LISTED RECORDS.

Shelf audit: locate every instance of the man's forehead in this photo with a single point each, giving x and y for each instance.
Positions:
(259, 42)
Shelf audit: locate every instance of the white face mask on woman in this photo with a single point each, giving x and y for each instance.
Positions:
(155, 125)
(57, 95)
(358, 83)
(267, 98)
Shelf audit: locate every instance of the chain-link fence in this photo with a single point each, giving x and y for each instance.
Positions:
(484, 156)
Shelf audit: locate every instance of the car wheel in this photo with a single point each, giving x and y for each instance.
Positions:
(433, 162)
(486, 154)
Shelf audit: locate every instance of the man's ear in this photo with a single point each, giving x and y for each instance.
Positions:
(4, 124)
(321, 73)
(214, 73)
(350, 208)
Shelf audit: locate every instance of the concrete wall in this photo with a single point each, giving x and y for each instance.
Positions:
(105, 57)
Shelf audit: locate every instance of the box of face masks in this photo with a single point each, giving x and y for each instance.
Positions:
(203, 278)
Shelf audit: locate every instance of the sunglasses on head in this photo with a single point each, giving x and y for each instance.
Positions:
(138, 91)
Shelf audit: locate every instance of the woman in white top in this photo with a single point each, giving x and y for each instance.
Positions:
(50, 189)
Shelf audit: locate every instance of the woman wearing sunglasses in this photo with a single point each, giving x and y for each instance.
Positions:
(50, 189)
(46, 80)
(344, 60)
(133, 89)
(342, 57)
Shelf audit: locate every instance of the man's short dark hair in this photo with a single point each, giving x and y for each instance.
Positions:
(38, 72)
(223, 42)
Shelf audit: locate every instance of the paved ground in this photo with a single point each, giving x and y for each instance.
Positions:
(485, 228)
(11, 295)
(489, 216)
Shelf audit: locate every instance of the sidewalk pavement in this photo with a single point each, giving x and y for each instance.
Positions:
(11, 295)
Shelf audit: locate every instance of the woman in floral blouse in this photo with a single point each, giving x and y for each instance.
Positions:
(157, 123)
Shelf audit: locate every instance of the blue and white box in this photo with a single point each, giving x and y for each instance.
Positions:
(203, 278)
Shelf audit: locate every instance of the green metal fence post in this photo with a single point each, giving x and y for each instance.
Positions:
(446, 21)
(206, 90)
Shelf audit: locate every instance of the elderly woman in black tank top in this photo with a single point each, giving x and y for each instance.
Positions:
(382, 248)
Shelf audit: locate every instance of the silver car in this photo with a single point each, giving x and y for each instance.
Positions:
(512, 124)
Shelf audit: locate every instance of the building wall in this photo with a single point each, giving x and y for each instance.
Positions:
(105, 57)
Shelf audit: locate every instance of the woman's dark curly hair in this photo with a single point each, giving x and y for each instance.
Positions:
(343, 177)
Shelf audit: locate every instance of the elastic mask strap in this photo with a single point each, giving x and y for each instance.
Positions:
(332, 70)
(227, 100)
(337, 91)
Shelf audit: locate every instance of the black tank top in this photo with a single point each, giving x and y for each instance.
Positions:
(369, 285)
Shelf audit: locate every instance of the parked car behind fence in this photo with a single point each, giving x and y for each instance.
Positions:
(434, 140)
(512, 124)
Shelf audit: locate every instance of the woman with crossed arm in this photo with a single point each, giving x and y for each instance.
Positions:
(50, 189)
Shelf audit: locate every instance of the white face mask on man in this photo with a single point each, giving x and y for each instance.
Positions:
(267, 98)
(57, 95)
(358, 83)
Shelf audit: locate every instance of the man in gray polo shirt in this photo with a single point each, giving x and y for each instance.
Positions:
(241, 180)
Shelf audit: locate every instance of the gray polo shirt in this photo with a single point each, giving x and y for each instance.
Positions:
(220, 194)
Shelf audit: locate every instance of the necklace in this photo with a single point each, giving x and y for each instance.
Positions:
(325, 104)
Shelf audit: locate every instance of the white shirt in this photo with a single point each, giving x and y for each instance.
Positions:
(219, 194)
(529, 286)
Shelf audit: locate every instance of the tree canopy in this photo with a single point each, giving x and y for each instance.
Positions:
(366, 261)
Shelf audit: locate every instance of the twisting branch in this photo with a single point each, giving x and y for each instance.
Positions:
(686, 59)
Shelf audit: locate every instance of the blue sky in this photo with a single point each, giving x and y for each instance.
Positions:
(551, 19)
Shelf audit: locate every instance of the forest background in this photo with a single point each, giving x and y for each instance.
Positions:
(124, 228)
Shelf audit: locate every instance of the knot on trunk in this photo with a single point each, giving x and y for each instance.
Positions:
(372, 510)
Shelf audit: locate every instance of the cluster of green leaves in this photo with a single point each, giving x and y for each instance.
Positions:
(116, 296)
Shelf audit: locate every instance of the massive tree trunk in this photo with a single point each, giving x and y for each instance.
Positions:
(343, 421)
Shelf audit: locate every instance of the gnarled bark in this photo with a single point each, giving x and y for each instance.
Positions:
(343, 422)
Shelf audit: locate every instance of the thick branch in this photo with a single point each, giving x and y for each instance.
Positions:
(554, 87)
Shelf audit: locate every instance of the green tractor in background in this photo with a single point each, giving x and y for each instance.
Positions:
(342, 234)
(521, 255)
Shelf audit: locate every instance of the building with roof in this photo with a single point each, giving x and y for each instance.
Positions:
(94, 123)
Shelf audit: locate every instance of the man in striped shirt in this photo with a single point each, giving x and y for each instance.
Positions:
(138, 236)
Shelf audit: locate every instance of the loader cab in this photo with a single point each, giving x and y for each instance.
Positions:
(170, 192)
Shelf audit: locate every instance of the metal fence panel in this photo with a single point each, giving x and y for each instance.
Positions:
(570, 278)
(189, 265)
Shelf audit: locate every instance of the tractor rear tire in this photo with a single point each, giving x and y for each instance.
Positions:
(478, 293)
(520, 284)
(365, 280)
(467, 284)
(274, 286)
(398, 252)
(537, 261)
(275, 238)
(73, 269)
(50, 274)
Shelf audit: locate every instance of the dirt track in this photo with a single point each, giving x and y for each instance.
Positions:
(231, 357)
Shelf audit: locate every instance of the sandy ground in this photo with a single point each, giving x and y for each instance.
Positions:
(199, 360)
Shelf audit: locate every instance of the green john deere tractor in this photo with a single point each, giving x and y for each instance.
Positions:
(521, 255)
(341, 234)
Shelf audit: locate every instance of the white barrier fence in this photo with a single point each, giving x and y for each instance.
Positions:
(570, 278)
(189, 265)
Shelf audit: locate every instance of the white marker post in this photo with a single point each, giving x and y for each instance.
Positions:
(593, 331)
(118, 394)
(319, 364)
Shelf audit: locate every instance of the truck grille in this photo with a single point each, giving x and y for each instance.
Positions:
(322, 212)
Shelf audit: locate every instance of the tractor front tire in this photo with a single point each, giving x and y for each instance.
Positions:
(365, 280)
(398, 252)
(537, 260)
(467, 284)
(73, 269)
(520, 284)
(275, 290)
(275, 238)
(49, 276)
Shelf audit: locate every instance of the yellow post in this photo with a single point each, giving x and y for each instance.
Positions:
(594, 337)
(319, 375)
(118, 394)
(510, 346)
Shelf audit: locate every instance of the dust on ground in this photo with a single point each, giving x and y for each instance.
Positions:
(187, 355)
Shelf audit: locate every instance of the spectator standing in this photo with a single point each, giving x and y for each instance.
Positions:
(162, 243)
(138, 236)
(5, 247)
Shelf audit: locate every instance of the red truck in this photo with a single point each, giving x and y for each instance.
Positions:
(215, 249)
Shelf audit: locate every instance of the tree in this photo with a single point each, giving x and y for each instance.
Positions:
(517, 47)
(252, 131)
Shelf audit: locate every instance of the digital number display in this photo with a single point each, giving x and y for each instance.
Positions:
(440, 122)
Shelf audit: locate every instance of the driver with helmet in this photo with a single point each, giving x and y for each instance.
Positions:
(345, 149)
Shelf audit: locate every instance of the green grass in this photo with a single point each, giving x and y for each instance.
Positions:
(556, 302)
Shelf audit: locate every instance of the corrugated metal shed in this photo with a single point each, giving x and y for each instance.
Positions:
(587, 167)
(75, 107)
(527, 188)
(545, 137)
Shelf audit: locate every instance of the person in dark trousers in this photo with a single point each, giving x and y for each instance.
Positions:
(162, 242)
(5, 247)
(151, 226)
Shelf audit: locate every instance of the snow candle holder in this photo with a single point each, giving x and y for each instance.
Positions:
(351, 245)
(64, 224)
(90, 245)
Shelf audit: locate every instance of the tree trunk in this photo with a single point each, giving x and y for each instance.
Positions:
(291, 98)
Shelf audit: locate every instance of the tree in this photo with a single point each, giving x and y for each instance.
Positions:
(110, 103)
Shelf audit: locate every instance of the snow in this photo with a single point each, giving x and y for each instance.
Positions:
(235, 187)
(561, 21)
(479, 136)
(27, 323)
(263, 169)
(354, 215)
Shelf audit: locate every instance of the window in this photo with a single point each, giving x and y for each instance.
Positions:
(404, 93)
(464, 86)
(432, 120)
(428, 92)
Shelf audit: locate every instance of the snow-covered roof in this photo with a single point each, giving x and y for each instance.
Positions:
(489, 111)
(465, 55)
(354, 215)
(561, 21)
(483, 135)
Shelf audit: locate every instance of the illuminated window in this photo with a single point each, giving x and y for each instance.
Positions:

WHAT THE EXERCISE ASKS.
Give again, word for word, every line from the one holding "Shelf audit: locate every instance of the tree trunk" to the end of the data.

RESULT BELOW.
Shelf audit: locate every instance of the tree trunk in this photo with a single point each, giving x and y for each instance.
Positions:
(291, 98)
Shelf audit: locate every instance of the tree in this photo with a single point each, giving x and y for each instance.
Positions:
(110, 103)
Shelf audit: locate every instance of the snow in this photo with a single point each, giving x and y for each instance.
Positions:
(235, 187)
(561, 21)
(479, 136)
(27, 323)
(263, 169)
(354, 215)
Shelf audit: locate every instance of the window in this photo with a single point each, giving x and y for each instance.
Positions:
(404, 93)
(464, 86)
(432, 120)
(428, 92)
Shelf audit: locate every instance of the snow-covered roof in this photo with a single point each, giving x and y for each instance.
Positions:
(489, 111)
(465, 55)
(354, 215)
(561, 21)
(483, 135)
Shelf audit: locate every instance of the illuminated window in this photo with a single point each, giving x and y for each instance.
Positions:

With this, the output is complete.